*WHAT THE TASK REQUIRES*
In the text about Farfetch, which subsidiary does Farfetch use to work with luxury brands on WeChat?

[Opening TEXT UNDER STUDY section]

As a result, Farfetch will close its storefront on JD.com, which opened about 18 months ago. “It did not ramp us as we expected,” Neves told analysts on Friday. The Farfetch teams that were dedicated to its business on JD.com will shift their focus to Tmall. But Farfetch will retain its relationships with Tencent via its presence on WeChat, where it works with 90 luxury brands via its subsidiary, the marketing firm Curiosity China. Neves said the platform remains key to building brand awareness in China.
Before this investment, Farfetch had no relationships with Richemont or any of its brands, in contrast to the range of partnerships it has developed with Kering and LVMH brands in recent years, as well as with Burberry and Prada.
Farfetch also offers white label services (supporting brands with technology and logistics on the back-end). The deal sets it up as the go-to technology provider for luxury brands, a role Yoox previously held. Kering formed a joint venture with Yoox in 2013, and the company, which later merged with Net-a-Porter, operated its mono-brand websites until the group started to unwind that partnership in 2018. Moncler also exited a similar deal in July.

[Closing TEXT UNDER STUDY section]
[Opening STUDY MATERIAL section]

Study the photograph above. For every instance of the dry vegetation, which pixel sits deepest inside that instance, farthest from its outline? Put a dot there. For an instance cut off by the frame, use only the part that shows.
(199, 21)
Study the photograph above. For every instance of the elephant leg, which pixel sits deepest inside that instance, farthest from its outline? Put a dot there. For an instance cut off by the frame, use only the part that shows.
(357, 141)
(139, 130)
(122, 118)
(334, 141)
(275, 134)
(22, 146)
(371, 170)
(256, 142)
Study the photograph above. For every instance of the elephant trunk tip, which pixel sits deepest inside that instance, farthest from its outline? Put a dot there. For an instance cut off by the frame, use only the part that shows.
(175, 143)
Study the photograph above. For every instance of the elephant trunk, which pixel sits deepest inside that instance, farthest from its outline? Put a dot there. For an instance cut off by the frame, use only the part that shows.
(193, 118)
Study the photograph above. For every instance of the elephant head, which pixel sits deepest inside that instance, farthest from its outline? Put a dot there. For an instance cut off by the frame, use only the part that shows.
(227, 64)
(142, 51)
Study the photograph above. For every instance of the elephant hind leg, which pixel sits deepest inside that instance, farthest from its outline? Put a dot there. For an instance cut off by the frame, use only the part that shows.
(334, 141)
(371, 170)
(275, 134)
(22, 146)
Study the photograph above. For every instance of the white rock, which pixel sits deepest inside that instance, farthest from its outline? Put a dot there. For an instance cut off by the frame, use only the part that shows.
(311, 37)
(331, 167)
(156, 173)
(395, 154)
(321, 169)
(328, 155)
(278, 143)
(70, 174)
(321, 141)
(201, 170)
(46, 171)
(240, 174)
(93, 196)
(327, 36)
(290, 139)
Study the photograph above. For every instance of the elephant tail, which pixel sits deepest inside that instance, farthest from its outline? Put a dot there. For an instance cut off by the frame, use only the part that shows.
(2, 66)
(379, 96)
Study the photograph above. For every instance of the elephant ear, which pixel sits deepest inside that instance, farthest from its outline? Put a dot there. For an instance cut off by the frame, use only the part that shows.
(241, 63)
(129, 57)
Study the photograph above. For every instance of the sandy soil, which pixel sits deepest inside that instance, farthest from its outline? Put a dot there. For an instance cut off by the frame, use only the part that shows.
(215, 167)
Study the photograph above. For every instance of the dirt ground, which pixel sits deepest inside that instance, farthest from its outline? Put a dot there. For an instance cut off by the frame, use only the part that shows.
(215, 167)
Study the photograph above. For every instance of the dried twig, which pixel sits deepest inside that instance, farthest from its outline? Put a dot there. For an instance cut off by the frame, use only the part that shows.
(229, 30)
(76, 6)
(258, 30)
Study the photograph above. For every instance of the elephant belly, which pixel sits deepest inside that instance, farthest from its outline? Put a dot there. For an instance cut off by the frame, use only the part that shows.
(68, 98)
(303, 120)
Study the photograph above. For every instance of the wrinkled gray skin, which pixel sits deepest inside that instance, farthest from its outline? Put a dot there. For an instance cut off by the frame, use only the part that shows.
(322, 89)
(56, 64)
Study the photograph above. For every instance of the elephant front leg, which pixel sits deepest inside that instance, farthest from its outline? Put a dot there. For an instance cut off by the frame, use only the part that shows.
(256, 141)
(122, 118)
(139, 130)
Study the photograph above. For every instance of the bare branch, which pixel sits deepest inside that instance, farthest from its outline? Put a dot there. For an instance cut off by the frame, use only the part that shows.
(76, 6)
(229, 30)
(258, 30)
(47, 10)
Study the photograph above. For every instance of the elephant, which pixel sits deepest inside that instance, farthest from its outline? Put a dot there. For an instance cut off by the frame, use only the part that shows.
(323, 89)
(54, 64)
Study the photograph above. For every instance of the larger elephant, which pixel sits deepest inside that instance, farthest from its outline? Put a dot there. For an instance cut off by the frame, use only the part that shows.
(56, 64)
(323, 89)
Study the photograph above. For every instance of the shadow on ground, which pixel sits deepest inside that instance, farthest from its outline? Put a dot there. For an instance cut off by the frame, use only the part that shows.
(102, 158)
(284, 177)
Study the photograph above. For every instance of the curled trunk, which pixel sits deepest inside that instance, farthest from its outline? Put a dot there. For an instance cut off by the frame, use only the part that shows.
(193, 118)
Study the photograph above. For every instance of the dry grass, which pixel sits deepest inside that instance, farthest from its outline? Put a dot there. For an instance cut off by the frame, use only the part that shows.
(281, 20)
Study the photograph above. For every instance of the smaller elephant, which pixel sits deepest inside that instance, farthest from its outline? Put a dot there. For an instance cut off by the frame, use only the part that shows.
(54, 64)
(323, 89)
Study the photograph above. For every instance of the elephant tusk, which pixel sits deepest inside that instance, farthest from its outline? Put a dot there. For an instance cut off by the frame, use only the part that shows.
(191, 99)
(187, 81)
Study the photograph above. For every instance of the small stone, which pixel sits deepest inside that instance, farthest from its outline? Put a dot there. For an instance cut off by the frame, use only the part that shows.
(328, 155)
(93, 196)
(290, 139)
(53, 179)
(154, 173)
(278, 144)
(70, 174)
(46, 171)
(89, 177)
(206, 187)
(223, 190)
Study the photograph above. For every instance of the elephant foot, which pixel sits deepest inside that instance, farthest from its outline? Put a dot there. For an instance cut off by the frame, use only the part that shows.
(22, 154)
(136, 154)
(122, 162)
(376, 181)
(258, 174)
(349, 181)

[Closing STUDY MATERIAL section]

*EXERCISE ANSWER*
Curiosity China, a marketing firm.